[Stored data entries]
Start of Block

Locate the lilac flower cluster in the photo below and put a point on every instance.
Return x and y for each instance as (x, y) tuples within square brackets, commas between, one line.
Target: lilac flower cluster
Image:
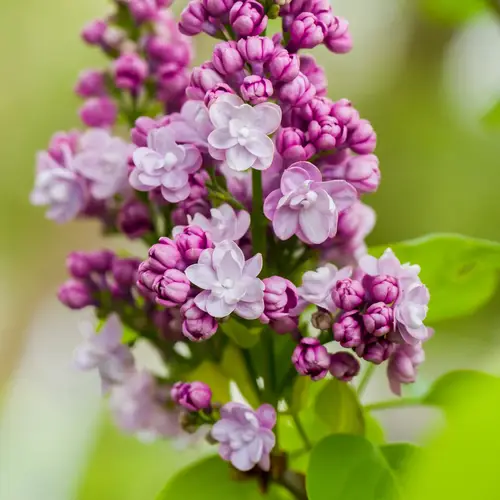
[(240, 177)]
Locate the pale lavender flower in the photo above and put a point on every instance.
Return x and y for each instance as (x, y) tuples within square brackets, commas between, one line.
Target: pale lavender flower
[(403, 364), (105, 352), (241, 132), (229, 283), (410, 312), (317, 285), (103, 161), (165, 164), (61, 189), (245, 436), (224, 224), (138, 406), (306, 206)]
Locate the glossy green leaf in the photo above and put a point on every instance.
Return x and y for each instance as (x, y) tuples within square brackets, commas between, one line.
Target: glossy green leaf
[(242, 335), (399, 456), (461, 272), (213, 479), (453, 11), (350, 468), (449, 390), (338, 407)]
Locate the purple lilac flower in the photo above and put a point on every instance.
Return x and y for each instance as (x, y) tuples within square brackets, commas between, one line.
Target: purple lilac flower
[(165, 164), (193, 396), (311, 358), (241, 132), (103, 161), (105, 352), (197, 325), (245, 436), (317, 285), (344, 366), (306, 206), (229, 283), (403, 364)]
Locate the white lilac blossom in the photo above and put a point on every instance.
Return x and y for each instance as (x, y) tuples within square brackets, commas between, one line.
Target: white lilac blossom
[(165, 164), (224, 223), (306, 206), (103, 161), (240, 138), (229, 283), (59, 188), (245, 436), (105, 352), (317, 285)]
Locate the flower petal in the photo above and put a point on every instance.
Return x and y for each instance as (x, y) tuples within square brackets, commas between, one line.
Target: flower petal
[(285, 222), (202, 276), (315, 225)]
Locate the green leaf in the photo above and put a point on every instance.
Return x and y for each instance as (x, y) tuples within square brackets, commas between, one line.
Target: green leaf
[(461, 272), (399, 456), (213, 479), (350, 468), (448, 391), (453, 11), (338, 407), (492, 118), (241, 334), (374, 431)]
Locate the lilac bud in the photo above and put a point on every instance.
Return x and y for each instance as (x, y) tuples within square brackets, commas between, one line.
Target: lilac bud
[(197, 325), (376, 352), (306, 32), (202, 80), (256, 49), (75, 294), (403, 364), (362, 139), (93, 32), (379, 319), (280, 297), (165, 255), (125, 271), (256, 89), (361, 171), (218, 8), (311, 358), (348, 294), (292, 144), (344, 366), (345, 113), (194, 396), (216, 91), (298, 92), (327, 133), (315, 73), (382, 288), (172, 288), (191, 242), (134, 219), (338, 38), (248, 18), (90, 84), (130, 71), (348, 330), (79, 265), (322, 320), (99, 112), (284, 67), (194, 17), (226, 58), (101, 260)]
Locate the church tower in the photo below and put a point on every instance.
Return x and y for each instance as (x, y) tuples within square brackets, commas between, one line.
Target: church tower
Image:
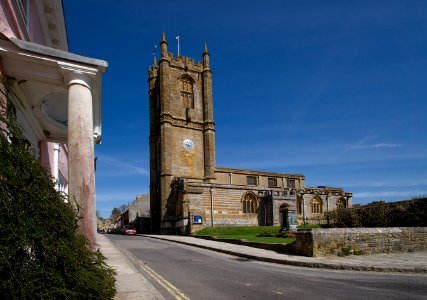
[(182, 130)]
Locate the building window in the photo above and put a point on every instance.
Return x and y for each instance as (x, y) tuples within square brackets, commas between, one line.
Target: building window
[(317, 205), (251, 180), (272, 182), (341, 203), (291, 183), (186, 88), (249, 204), (299, 206)]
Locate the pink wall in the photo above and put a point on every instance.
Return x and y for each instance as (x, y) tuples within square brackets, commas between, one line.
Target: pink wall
[(8, 21), (11, 26), (36, 31)]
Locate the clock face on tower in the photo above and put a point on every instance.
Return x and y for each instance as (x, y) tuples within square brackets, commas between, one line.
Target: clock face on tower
[(188, 144)]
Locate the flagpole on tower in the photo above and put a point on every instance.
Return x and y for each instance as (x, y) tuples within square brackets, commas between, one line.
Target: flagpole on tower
[(177, 38)]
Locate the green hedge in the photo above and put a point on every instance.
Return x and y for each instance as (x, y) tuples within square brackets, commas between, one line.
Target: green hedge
[(42, 255), (411, 213)]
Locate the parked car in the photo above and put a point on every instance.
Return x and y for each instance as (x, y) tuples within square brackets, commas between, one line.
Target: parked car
[(128, 229)]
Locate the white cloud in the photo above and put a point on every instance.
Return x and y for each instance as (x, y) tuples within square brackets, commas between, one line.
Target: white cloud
[(389, 194), (390, 183), (371, 146), (120, 197), (119, 167)]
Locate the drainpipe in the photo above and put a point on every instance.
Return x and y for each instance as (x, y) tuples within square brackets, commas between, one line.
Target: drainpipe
[(212, 224), (56, 165), (303, 208), (327, 201)]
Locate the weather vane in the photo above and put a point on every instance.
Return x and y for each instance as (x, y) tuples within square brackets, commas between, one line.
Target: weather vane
[(177, 38)]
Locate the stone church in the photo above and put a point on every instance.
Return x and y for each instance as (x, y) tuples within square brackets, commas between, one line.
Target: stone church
[(187, 190)]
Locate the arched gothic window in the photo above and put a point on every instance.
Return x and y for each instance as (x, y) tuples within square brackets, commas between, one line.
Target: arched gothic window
[(341, 203), (250, 203), (299, 205), (316, 205), (186, 88)]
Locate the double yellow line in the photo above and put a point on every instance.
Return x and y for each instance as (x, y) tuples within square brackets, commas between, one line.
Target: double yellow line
[(173, 290)]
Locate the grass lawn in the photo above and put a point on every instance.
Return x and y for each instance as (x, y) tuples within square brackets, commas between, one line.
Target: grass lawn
[(248, 233)]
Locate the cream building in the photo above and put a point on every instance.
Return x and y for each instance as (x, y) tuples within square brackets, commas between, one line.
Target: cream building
[(57, 96), (187, 190)]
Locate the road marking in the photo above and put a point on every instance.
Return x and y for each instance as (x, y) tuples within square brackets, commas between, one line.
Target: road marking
[(173, 290)]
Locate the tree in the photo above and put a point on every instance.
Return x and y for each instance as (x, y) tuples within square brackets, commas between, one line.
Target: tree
[(42, 253)]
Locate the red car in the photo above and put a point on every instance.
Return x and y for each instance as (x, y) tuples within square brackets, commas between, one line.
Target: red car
[(129, 230)]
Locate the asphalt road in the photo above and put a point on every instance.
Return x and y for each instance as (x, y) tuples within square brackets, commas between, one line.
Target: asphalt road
[(204, 274)]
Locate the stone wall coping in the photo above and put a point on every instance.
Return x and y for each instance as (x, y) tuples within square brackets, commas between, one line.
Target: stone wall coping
[(362, 230)]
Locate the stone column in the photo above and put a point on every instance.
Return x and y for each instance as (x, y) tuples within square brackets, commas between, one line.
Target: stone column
[(81, 168)]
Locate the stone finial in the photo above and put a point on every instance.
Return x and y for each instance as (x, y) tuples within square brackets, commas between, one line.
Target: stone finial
[(164, 46), (163, 38), (205, 58)]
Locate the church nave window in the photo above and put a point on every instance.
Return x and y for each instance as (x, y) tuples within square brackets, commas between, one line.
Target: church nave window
[(250, 204)]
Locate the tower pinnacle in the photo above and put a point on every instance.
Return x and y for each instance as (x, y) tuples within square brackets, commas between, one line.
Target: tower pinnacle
[(163, 46), (205, 57)]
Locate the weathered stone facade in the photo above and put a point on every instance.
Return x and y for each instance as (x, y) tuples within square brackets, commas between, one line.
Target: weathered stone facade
[(187, 190), (324, 242)]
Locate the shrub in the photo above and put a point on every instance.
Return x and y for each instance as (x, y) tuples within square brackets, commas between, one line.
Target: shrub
[(42, 255)]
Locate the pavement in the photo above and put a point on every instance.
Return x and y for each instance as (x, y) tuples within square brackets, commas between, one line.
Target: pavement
[(130, 284)]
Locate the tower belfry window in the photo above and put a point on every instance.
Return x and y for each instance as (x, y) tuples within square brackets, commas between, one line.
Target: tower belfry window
[(187, 96)]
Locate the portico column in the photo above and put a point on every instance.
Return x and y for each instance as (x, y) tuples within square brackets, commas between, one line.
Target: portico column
[(81, 169)]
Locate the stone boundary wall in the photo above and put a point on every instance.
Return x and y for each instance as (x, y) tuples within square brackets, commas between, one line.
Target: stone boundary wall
[(336, 241)]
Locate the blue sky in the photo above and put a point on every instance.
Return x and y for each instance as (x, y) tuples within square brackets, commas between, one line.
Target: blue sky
[(334, 90)]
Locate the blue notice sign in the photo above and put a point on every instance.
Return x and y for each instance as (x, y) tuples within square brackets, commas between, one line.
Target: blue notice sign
[(197, 220)]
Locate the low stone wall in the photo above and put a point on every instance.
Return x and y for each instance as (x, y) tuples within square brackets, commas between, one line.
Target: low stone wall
[(342, 241)]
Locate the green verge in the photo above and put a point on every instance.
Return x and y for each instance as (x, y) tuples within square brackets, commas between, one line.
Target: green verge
[(260, 234)]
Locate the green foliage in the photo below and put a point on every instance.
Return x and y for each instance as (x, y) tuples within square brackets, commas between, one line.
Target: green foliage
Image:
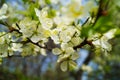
[(42, 28)]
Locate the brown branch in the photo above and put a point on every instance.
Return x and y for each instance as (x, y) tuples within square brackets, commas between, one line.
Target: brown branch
[(84, 43)]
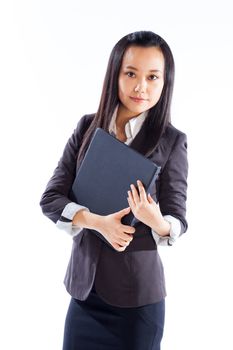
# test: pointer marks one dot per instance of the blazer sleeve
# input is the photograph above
(173, 182)
(56, 195)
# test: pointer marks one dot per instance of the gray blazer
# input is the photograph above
(134, 277)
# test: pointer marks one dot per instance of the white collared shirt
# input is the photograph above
(132, 127)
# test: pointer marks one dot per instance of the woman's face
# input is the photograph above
(141, 76)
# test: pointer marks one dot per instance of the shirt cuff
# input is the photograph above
(65, 220)
(175, 231)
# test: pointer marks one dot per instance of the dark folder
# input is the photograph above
(105, 175)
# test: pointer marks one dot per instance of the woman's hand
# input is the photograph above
(117, 234)
(146, 210)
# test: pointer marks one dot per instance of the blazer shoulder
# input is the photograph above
(86, 119)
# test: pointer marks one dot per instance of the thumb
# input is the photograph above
(123, 212)
(150, 199)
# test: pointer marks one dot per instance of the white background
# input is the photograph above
(53, 60)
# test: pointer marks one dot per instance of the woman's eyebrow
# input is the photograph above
(151, 70)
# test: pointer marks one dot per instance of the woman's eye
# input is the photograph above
(154, 77)
(129, 73)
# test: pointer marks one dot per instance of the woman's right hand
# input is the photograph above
(117, 234)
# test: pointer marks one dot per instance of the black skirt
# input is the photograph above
(93, 324)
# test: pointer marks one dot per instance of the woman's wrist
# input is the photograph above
(163, 228)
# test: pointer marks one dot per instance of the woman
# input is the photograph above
(118, 294)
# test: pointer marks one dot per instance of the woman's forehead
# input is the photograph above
(143, 58)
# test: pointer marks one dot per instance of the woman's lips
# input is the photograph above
(139, 100)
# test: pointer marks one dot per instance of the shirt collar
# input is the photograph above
(132, 127)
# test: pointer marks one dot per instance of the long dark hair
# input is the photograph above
(158, 116)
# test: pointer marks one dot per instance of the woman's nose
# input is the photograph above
(140, 87)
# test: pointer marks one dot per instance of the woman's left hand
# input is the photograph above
(144, 207)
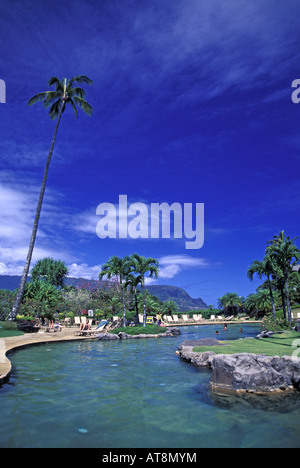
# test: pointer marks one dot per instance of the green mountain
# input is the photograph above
(165, 293)
(172, 293)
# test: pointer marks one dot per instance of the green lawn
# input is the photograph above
(278, 345)
(148, 330)
(9, 329)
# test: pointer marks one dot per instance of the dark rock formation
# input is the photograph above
(244, 372)
(254, 373)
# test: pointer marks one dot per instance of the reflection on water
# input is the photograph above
(284, 402)
(133, 394)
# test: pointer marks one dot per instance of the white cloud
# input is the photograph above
(172, 265)
(17, 209)
(84, 271)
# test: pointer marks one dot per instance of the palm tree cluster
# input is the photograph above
(281, 255)
(131, 271)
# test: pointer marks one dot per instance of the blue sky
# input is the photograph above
(192, 104)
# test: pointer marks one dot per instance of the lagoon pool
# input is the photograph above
(132, 394)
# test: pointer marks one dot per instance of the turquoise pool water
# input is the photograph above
(134, 393)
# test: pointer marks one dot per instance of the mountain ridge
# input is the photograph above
(163, 292)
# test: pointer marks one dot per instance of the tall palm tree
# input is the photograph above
(264, 268)
(117, 267)
(143, 266)
(64, 94)
(285, 254)
(133, 282)
(230, 302)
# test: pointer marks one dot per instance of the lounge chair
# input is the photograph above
(77, 320)
(102, 325)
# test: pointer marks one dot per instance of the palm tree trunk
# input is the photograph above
(288, 304)
(20, 294)
(124, 308)
(144, 303)
(272, 298)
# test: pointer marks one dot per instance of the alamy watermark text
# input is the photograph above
(2, 92)
(154, 221)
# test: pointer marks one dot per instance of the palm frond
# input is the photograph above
(73, 107)
(51, 96)
(80, 92)
(38, 98)
(55, 81)
(84, 105)
(80, 79)
(64, 94)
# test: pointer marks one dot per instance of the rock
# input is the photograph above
(107, 337)
(185, 351)
(122, 336)
(27, 326)
(254, 373)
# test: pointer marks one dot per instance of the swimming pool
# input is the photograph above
(134, 393)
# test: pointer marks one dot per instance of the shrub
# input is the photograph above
(141, 330)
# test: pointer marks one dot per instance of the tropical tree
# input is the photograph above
(65, 94)
(170, 307)
(133, 282)
(144, 267)
(285, 254)
(264, 268)
(120, 268)
(50, 270)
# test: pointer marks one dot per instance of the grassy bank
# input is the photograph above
(8, 329)
(279, 345)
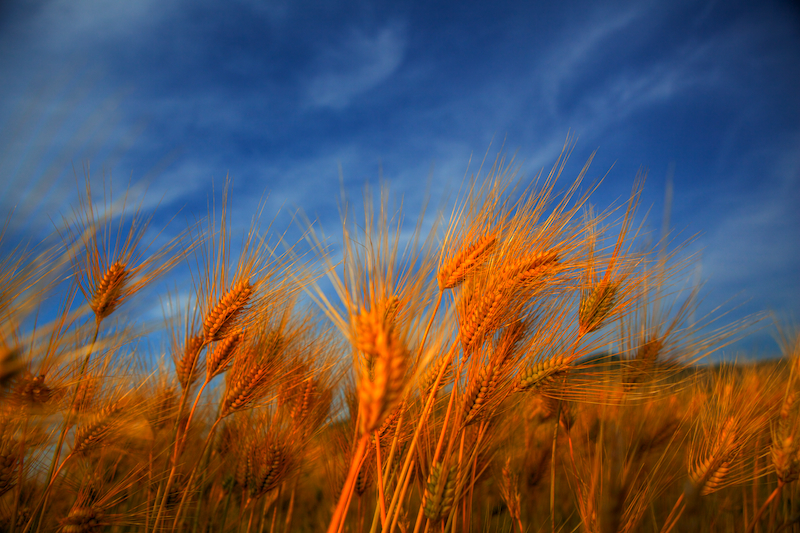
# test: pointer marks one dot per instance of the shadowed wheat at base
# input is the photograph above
(527, 364)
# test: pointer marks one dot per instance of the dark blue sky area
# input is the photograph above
(178, 94)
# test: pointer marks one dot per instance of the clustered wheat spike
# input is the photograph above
(542, 373)
(440, 492)
(455, 271)
(222, 317)
(596, 304)
(453, 370)
(379, 390)
(108, 293)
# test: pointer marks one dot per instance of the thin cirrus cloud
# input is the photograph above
(357, 64)
(287, 98)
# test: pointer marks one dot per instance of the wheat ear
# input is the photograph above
(456, 270)
(223, 316)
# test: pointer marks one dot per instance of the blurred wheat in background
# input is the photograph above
(531, 364)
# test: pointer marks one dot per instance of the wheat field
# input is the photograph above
(531, 363)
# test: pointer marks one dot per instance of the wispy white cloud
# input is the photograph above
(361, 62)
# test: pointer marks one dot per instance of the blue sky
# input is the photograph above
(178, 94)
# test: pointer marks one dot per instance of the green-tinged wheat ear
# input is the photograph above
(596, 304)
(440, 492)
(541, 373)
(93, 434)
(225, 314)
(187, 366)
(109, 291)
(218, 358)
(455, 271)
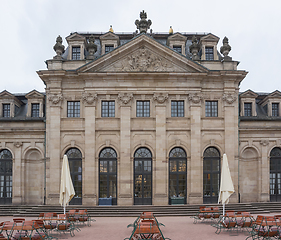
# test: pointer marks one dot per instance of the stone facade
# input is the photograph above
(141, 68)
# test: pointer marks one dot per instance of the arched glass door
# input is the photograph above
(143, 177)
(75, 165)
(211, 175)
(177, 174)
(6, 177)
(275, 175)
(108, 174)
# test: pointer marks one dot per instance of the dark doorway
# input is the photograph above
(143, 177)
(275, 175)
(108, 174)
(211, 175)
(6, 177)
(75, 165)
(177, 174)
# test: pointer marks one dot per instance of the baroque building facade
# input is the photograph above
(144, 118)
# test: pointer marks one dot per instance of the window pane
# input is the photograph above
(108, 109)
(143, 109)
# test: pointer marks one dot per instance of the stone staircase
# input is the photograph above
(133, 211)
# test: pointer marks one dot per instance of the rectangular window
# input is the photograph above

End of Block

> **What is needed**: From the records above, copy only the lines starting with the line that holds "Target: flower petal" and going on through the line that holds "Locate the lilac bud", exactly as written.

> **Result for this task**:
Target: flower petal
[(285, 222), (202, 276), (315, 225)]
Locate the green leaf in the photo above and put a point on every instance.
Return x and y for each instance as (x, y) tuples within square brackets, commas between, one line.
Target: green leaf
[(461, 272), (399, 456), (213, 479), (350, 468), (448, 391), (453, 11), (338, 407), (492, 118), (241, 334), (374, 431)]
Locate the lilac bud in the photo above and put a point on every instance.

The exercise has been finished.